Problem details:
Your task is to reproduce, exactly and only, the lines running from the line containing "Find white shirt." to the end of the data below, both included.

Source information:
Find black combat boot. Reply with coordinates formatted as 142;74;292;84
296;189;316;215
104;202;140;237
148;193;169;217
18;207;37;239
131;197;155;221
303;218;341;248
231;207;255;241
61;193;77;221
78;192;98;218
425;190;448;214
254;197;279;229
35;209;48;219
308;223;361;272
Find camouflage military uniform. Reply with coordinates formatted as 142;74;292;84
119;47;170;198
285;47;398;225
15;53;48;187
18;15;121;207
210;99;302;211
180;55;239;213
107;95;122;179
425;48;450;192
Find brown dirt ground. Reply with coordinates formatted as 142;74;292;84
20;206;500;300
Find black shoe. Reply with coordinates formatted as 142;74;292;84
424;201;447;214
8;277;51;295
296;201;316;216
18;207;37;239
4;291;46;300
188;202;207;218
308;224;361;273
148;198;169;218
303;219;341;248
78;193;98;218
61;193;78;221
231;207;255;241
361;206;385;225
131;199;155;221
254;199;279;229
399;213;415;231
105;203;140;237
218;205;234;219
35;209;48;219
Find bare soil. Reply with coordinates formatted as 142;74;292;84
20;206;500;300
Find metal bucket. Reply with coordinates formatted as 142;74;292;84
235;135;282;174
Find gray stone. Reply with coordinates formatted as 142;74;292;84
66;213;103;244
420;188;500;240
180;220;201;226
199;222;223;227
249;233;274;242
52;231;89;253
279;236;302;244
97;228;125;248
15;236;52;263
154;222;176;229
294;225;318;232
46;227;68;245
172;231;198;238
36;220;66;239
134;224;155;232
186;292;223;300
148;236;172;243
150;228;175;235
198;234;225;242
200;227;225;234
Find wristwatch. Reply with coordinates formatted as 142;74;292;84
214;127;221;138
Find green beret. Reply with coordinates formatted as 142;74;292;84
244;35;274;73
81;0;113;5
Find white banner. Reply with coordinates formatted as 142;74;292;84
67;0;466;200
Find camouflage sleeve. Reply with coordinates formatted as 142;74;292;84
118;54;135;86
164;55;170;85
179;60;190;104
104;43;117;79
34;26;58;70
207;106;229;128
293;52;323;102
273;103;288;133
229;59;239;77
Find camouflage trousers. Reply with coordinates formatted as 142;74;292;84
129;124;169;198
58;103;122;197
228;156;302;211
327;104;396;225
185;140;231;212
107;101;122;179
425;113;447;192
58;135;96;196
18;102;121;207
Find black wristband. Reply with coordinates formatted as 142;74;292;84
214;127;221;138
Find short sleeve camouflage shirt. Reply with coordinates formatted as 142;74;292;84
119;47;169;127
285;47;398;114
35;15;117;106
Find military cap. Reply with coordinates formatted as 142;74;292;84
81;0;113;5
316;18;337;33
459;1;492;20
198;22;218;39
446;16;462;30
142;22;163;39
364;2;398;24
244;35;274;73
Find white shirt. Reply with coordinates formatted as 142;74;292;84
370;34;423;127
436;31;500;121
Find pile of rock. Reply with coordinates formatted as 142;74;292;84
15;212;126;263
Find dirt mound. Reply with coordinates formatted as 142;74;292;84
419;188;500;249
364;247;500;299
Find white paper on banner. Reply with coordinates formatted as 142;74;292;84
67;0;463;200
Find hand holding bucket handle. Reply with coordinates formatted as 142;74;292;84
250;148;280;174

Output of the exercise:
Find white shirt. Reply with coordinates formatted as 142;74;292;84
370;34;423;127
436;31;500;121
Find pile of rock. Reply with coordinates formatted as 142;74;292;84
15;212;126;263
Find dirt mound. Reply with coordinates formatted as 142;74;292;84
419;188;500;249
364;247;500;299
Find white paper on banner. Reply with coordinates formatted as 142;74;292;84
67;0;463;200
Find hand holding bucket handle. Reply with coordinates formatted as 142;74;292;84
250;148;280;174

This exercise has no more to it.